*** Block opens ***
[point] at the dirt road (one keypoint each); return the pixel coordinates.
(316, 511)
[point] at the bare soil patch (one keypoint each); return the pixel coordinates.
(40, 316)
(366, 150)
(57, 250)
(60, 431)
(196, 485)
*** Block closes ***
- **About this exercise**:
Every line above has to be restated word for word.

- **Exercise output**:
[point] at the dirt road (one keypoint each); return the pixel coordinates.
(316, 511)
[point] at the bare soil patch (one keypoint each); return the pixel coordinates.
(40, 316)
(366, 150)
(57, 250)
(60, 431)
(196, 485)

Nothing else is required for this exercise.